• [Task details]:
Print every line of the records below exactly as it reads.

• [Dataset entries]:

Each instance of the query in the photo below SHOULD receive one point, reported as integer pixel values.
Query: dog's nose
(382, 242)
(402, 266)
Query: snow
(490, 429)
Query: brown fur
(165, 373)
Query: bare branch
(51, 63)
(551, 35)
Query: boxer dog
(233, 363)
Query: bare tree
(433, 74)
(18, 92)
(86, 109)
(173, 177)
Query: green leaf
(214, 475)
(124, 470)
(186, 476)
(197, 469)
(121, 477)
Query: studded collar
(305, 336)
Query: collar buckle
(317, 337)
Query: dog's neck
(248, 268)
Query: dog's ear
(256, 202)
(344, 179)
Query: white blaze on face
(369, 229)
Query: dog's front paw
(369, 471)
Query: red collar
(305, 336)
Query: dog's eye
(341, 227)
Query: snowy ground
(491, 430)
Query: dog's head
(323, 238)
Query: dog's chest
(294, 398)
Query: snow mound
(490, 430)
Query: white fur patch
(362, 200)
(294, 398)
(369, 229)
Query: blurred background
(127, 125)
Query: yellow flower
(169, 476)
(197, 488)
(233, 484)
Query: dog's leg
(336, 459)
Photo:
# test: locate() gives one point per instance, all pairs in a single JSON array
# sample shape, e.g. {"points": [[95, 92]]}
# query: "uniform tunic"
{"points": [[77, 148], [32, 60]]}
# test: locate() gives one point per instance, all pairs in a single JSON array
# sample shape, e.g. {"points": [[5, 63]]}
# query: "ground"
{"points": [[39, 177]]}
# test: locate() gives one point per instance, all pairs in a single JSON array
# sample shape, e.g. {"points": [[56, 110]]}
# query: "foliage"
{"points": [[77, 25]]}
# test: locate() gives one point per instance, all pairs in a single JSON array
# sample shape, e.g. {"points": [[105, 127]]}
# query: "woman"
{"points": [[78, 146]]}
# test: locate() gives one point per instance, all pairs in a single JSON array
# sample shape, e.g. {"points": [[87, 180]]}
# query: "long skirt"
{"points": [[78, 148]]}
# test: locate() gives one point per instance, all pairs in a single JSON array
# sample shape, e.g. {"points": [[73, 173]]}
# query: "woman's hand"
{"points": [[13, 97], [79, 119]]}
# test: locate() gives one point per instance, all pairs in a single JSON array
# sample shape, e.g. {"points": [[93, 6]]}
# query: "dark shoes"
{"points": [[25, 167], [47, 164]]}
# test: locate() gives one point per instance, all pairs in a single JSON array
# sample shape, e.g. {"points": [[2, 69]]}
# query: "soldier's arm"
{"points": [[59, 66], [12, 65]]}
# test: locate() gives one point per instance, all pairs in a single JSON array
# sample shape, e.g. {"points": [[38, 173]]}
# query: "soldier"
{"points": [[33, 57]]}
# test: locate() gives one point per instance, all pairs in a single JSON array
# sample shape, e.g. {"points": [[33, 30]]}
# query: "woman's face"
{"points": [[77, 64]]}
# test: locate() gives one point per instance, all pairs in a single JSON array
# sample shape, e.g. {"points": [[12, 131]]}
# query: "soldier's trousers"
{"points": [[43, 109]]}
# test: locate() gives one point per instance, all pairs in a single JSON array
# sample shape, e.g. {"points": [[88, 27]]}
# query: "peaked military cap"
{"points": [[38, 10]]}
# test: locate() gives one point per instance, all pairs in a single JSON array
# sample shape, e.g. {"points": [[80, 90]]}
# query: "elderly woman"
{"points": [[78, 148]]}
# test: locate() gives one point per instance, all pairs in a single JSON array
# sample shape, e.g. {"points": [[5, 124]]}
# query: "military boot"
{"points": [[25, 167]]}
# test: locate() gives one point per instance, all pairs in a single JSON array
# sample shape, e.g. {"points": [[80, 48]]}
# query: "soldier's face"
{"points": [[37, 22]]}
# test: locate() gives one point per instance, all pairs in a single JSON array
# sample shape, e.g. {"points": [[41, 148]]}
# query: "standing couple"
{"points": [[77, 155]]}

• [The answer]:
Each instance of the query in the photo below SHOULD receive one point, reported as integer pixel values.
Query: dog's nose
(382, 242)
(402, 266)
Query: snow
(490, 429)
Query: brown fur
(165, 373)
Query: bare branch
(51, 63)
(551, 35)
Query: boxer dog
(233, 363)
Query: bare tree
(433, 74)
(18, 92)
(86, 109)
(173, 177)
Query: green leaf
(214, 475)
(124, 470)
(186, 476)
(197, 469)
(121, 477)
Query: studded collar
(305, 336)
Query: collar buckle
(317, 337)
Query: dog's neck
(248, 268)
Query: dog's ear
(256, 202)
(344, 179)
Query: white blaze on face
(369, 229)
Query: dog's front paw
(369, 471)
Query: red collar
(305, 336)
Query: dog's eye
(341, 227)
Query: snowy ground
(491, 430)
Query: dog's head
(323, 238)
Query: dog's chest
(294, 398)
Query: snow mound
(490, 430)
Query: white fur patch
(362, 200)
(294, 398)
(369, 229)
Query: blurred background
(127, 125)
Query: yellow flower
(169, 476)
(197, 488)
(233, 484)
Query: dog's leg
(336, 459)
Photo:
# test: locate() gives one point per instance, all pairs in a single JSON array
# sample shape, e.g. {"points": [[95, 92]]}
# query: "uniform tunic"
{"points": [[77, 148], [32, 60]]}
# test: locate() gives one point per instance, all pairs in a single JSON array
# sample shape, e.g. {"points": [[5, 63]]}
# query: "ground"
{"points": [[39, 177]]}
# test: locate() gives one point per instance, all pairs in a single JSON array
# sample shape, e.g. {"points": [[56, 110]]}
# query: "foliage"
{"points": [[77, 25]]}
# test: locate() gives one point per instance, all pairs in a single JSON array
# sample shape, e.g. {"points": [[105, 127]]}
# query: "woman"
{"points": [[78, 146]]}
# test: locate() gives one point per instance, all pairs in a single JSON array
# sample shape, e.g. {"points": [[87, 180]]}
# query: "long skirt"
{"points": [[78, 148]]}
# test: locate() gives one point per instance, all pairs in a single JSON array
# sample shape, e.g. {"points": [[73, 173]]}
# query: "woman's hand"
{"points": [[13, 97], [79, 119]]}
# test: locate() gives one point per instance, all pairs in a single JSON array
# sample shape, e.g. {"points": [[93, 6]]}
# query: "dark shoes"
{"points": [[25, 167], [47, 164]]}
# test: locate() gives one point per instance, all pairs in a single JSON array
# sample shape, e.g. {"points": [[2, 69]]}
# query: "soldier's arm"
{"points": [[59, 66], [12, 65]]}
# test: locate() gives one point per instance, all pairs in a single JSON array
# sample shape, e.g. {"points": [[38, 173]]}
# query: "soldier"
{"points": [[33, 57]]}
# test: locate() gives one point per instance, all pairs in a single JSON array
# sample shape, e.g. {"points": [[33, 30]]}
# query: "woman's face"
{"points": [[77, 64]]}
# test: locate() gives one point per instance, all pairs in a single JSON array
# sample shape, e.g. {"points": [[12, 131]]}
# query: "soldier's trousers"
{"points": [[43, 109]]}
# test: locate() gives one point per instance, all pairs in a single JSON array
# sample shape, e.g. {"points": [[88, 27]]}
# query: "peaked military cap"
{"points": [[38, 10]]}
# test: locate() gives one point per instance, all pairs in a single JSON array
# sample shape, e.g. {"points": [[80, 90]]}
# query: "elderly woman"
{"points": [[78, 148]]}
# test: locate() gives one point per instance, all pairs in a single JSON array
# sample shape, e.g. {"points": [[5, 124]]}
# query: "military boot"
{"points": [[25, 167]]}
# test: locate() gives one point per instance, all pairs in a single JSON array
# sample shape, e.g. {"points": [[80, 48]]}
# query: "soldier's face"
{"points": [[37, 22]]}
# test: locate() gives one point per instance, all pairs in a single JSON array
# sample shape, e.g. {"points": [[41, 148]]}
# query: "standing couple"
{"points": [[77, 155]]}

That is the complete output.